Given data.

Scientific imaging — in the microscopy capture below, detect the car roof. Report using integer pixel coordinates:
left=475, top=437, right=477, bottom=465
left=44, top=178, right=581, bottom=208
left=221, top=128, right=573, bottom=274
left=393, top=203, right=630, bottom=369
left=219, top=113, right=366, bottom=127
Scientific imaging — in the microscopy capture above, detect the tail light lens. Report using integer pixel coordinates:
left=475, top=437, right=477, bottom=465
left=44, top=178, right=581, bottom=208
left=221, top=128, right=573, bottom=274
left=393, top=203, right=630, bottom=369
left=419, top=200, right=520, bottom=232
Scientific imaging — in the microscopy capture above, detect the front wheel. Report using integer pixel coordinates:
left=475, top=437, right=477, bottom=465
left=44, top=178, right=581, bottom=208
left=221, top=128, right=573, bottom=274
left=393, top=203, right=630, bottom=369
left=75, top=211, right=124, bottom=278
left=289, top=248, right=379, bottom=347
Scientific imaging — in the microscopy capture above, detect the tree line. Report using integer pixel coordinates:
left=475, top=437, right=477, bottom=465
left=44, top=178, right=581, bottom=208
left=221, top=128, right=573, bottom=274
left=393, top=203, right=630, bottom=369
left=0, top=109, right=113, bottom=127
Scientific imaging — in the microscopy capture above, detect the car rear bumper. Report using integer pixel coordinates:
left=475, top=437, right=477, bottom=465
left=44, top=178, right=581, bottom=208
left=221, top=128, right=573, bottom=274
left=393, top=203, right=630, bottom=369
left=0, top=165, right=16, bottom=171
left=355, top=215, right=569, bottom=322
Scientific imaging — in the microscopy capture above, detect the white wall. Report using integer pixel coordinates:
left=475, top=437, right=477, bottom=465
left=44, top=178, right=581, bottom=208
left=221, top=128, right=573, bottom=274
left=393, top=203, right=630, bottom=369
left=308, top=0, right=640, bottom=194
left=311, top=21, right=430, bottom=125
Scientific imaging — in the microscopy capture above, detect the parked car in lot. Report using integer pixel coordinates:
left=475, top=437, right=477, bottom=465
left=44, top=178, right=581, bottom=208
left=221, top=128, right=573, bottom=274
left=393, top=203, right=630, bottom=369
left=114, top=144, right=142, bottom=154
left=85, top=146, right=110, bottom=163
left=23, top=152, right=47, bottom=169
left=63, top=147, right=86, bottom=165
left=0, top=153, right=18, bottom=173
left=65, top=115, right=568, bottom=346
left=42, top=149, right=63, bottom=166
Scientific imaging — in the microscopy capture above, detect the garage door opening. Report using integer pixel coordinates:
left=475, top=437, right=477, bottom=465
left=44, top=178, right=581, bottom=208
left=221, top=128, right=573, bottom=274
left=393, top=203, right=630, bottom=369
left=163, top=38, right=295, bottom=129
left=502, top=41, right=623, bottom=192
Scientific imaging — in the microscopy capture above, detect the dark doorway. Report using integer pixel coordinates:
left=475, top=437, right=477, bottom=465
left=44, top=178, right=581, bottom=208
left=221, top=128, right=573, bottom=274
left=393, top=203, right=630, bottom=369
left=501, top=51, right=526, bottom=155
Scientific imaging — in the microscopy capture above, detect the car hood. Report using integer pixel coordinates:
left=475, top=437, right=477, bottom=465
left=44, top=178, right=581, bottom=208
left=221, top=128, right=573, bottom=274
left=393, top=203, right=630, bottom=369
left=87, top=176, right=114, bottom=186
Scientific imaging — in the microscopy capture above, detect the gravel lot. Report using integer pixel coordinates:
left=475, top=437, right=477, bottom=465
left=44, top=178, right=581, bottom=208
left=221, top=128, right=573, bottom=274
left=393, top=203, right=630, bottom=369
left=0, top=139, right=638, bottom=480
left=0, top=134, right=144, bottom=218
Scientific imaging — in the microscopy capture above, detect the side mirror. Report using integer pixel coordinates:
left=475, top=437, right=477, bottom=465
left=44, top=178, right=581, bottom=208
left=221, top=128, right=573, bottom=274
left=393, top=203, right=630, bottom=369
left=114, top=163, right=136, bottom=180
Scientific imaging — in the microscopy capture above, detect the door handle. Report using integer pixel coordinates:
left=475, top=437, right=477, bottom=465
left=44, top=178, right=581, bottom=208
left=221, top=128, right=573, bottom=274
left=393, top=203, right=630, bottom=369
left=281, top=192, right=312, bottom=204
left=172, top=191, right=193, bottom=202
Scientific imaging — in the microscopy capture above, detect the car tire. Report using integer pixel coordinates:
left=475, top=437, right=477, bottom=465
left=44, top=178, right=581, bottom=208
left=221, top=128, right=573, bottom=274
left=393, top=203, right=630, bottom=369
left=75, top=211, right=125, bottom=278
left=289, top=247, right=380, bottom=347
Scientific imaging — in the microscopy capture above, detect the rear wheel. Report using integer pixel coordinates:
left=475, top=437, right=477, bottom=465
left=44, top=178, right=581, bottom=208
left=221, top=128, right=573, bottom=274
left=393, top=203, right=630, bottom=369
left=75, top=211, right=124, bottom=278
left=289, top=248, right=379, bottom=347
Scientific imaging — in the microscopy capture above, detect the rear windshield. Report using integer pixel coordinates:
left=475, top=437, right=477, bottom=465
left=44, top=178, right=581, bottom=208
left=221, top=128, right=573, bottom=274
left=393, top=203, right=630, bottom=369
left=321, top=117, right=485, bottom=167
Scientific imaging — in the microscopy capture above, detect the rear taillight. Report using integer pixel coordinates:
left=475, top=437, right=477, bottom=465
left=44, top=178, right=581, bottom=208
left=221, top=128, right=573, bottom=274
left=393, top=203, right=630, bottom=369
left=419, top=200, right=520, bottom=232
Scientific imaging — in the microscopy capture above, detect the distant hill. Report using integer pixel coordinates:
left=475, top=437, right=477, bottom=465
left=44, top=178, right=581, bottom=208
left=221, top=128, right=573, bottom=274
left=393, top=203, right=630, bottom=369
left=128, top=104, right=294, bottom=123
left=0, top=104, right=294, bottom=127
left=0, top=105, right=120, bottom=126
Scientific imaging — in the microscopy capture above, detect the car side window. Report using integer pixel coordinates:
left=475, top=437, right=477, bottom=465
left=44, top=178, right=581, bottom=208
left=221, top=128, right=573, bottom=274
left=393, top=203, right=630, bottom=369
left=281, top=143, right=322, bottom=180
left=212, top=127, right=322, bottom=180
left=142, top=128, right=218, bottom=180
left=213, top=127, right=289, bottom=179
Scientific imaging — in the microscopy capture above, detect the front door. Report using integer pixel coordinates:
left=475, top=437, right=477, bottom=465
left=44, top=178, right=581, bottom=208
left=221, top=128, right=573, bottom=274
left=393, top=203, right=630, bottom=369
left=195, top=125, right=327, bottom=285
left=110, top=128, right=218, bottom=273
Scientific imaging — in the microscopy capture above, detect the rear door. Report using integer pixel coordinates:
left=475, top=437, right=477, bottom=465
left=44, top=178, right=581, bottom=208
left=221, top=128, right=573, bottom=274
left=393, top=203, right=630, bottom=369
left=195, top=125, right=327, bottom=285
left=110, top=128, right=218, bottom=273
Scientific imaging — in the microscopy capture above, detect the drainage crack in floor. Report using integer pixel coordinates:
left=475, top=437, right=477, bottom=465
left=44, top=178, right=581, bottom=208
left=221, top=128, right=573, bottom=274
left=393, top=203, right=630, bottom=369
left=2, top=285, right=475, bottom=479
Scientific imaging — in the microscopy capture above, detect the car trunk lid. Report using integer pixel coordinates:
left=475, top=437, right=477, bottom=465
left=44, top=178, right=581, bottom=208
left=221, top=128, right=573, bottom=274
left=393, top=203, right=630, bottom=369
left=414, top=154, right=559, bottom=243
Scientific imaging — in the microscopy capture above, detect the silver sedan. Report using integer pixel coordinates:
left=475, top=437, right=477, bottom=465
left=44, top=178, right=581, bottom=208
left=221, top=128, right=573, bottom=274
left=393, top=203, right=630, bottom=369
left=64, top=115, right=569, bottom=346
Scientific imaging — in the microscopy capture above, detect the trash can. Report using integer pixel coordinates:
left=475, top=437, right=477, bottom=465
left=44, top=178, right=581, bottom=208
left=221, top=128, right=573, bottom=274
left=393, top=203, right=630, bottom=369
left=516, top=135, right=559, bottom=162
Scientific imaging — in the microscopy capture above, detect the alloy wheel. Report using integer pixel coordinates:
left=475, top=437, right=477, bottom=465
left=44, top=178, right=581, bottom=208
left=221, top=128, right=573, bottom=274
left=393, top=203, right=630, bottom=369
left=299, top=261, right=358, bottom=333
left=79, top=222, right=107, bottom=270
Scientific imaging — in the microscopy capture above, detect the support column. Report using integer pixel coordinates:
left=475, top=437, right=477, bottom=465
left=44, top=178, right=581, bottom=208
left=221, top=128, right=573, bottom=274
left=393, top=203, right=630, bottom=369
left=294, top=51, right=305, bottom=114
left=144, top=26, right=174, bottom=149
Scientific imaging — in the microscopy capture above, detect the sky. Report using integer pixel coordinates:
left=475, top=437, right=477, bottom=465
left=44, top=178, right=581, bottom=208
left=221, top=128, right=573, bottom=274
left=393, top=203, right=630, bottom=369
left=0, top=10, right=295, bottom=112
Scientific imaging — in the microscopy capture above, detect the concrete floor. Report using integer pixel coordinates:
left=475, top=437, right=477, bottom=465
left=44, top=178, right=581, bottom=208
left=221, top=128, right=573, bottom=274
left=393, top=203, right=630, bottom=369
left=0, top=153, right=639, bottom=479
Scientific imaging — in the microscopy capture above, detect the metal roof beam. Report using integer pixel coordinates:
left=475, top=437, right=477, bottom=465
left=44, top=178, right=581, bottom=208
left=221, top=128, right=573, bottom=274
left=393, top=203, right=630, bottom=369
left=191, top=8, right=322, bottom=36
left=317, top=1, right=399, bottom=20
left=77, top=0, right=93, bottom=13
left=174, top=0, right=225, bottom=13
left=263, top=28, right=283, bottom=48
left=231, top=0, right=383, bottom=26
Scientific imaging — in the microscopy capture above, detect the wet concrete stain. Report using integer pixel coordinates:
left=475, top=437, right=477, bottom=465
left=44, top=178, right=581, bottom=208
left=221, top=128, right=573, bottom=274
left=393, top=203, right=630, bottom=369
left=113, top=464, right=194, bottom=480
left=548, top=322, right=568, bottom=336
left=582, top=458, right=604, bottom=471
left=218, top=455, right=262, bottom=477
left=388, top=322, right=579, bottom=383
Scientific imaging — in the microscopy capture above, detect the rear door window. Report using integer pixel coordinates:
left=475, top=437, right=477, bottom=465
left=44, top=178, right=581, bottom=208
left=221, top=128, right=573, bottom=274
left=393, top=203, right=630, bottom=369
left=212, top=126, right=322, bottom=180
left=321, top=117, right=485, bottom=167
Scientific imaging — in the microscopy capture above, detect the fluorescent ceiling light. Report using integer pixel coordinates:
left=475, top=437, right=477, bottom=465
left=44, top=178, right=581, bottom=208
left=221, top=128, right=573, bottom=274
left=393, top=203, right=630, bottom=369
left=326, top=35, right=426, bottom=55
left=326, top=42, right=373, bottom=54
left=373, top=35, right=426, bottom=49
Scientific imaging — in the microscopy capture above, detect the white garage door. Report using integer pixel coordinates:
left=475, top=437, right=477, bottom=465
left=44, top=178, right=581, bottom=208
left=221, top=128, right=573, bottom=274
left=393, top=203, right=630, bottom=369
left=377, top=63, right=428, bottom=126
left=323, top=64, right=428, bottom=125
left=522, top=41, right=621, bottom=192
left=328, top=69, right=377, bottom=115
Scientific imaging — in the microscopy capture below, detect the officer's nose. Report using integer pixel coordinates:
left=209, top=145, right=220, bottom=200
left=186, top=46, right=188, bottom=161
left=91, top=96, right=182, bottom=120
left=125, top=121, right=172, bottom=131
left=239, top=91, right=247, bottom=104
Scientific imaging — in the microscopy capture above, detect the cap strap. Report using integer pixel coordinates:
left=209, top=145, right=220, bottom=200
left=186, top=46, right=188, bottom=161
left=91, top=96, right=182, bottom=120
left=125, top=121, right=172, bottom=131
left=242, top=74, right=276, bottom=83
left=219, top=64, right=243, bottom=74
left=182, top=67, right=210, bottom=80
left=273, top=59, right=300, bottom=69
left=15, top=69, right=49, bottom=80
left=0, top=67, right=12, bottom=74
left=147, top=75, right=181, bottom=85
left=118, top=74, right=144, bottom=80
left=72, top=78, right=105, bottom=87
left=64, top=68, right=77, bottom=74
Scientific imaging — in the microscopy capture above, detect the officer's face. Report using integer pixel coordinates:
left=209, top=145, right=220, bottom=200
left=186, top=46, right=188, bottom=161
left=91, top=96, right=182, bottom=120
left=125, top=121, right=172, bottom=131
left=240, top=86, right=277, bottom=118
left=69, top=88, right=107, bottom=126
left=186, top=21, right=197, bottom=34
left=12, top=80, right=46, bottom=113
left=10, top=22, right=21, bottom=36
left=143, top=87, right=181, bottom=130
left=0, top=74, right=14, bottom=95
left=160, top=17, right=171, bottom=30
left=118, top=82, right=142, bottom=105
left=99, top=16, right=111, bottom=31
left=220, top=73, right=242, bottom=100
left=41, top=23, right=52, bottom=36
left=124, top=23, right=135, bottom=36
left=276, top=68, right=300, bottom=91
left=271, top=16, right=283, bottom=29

What you are asked to do. Using the listing above, return word for word each line from the one that has "the front door." through the one that has "the rear door.", and no line outside that range.

Solution for this exercise.
Scientific imaging — in the microscopy capture above, detect the front door. Report using integer pixel coordinates:
left=475, top=437, right=477, bottom=465
left=44, top=178, right=581, bottom=208
left=221, top=128, right=573, bottom=274
left=393, top=203, right=630, bottom=369
left=195, top=125, right=327, bottom=285
left=110, top=128, right=218, bottom=273
Scientific imaging — in the microscopy capture above, detect the rear door. Report using integer pixel coordinates:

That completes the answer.